PROBLEM STATEMENT:
Copy the part of the entries that opens with the line containing "Reviewer note: confirm that each instance of the white door" and closes with the line containing "[(123, 277)]", both lines included, reproducing every line, the reviewer notes too. In the answers, shift each point coordinate by -129 and leave all other text unchanged.

DATA TO USE:
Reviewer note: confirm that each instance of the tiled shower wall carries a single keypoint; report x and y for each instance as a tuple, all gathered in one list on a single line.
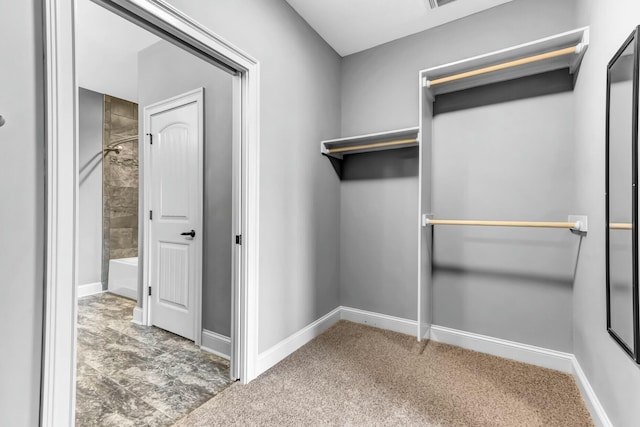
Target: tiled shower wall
[(119, 182)]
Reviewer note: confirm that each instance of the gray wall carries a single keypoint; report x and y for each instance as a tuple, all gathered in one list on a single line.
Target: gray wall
[(614, 377), (299, 191), (378, 232), (22, 212), (508, 161), (485, 275), (165, 71), (90, 183)]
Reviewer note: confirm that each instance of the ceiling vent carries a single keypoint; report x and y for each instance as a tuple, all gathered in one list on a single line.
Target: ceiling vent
[(439, 3)]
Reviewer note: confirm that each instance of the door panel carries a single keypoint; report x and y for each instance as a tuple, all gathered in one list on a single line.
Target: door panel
[(176, 192)]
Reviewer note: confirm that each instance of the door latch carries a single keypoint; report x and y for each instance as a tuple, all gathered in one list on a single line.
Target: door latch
[(191, 233)]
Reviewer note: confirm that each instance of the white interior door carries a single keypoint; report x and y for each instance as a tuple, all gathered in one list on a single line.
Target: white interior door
[(174, 130)]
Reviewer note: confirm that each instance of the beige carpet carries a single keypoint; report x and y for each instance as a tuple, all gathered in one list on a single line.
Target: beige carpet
[(359, 375)]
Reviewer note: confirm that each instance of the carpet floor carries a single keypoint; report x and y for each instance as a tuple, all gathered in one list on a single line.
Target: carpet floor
[(358, 375)]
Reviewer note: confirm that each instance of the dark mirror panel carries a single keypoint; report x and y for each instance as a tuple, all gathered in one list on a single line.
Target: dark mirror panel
[(622, 170)]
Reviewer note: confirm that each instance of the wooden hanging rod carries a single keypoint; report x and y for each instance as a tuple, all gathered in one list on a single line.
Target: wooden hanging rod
[(505, 65), (572, 225), (620, 226), (372, 145)]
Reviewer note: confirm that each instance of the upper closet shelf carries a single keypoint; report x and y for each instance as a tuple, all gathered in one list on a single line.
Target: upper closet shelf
[(564, 50), (337, 148)]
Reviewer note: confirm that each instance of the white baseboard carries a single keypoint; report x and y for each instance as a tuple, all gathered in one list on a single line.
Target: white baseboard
[(89, 289), (275, 354), (216, 344), (382, 321), (137, 315), (533, 355), (598, 413)]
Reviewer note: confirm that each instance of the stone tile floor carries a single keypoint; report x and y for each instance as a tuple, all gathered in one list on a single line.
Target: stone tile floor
[(131, 375)]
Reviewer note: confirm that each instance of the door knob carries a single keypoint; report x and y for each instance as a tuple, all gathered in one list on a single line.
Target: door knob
[(191, 233)]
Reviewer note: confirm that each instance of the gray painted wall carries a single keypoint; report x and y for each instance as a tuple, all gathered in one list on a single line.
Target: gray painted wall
[(614, 377), (506, 161), (299, 191), (22, 212), (166, 71), (90, 105), (486, 275), (378, 232)]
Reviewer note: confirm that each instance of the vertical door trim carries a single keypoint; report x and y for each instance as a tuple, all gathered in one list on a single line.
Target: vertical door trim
[(196, 96), (57, 406)]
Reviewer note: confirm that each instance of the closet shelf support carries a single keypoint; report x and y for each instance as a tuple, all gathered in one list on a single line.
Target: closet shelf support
[(505, 65), (575, 223)]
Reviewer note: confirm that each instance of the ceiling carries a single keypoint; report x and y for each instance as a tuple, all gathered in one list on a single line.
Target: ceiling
[(351, 26), (107, 49)]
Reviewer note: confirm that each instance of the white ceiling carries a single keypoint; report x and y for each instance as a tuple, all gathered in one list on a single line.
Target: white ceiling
[(107, 49), (351, 26)]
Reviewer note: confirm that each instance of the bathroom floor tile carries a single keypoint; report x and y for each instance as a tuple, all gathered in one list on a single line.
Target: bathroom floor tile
[(132, 375)]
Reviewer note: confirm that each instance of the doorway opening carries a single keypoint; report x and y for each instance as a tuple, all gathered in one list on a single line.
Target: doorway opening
[(179, 33)]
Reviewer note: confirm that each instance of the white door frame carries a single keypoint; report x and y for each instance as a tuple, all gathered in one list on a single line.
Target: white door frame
[(196, 95), (58, 364)]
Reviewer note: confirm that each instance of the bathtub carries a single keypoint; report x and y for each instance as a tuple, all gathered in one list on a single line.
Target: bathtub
[(123, 277)]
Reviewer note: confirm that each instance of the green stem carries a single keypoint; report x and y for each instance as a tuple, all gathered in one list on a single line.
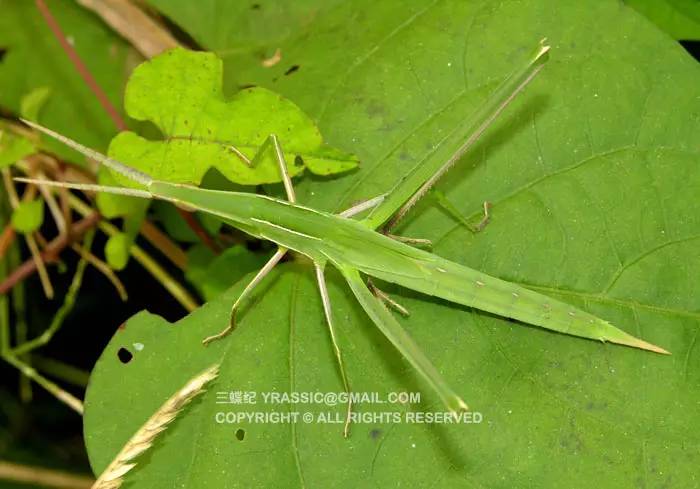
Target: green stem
[(152, 266)]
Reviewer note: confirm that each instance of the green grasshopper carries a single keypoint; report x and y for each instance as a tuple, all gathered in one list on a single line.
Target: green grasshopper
[(365, 246)]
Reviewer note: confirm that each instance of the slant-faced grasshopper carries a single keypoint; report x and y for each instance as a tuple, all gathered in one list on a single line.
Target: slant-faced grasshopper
[(364, 246)]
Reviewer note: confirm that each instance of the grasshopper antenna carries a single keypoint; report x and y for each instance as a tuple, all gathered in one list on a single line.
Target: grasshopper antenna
[(121, 168)]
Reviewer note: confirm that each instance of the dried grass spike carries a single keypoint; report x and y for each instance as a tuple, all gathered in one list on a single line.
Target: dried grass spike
[(143, 439)]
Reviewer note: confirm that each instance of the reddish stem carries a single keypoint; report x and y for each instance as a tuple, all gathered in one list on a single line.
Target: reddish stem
[(80, 66), (51, 252)]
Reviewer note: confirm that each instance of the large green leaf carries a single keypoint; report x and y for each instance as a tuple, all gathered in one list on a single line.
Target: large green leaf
[(680, 18), (593, 177)]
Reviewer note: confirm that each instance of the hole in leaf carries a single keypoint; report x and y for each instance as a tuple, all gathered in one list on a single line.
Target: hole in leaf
[(124, 355)]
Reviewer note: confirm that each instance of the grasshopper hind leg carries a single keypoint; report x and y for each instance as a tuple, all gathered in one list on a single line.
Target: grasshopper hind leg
[(270, 143), (246, 292), (320, 278)]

RESULT OF THIS TASK:
Reviewer note: confirm that each instance of the white door frame carries a single keypoint; report x and y for each instance as a tuple, all gathered in one list on a single line.
Target: white door frame
[(67, -34), (-71, 235)]
Reviewer note: confirm that each instance of the bathtub carries a single keypoint; report x and y for each instance as a tuple, all gathered in one list on a single line.
Target: bathtub
[(-6, 148)]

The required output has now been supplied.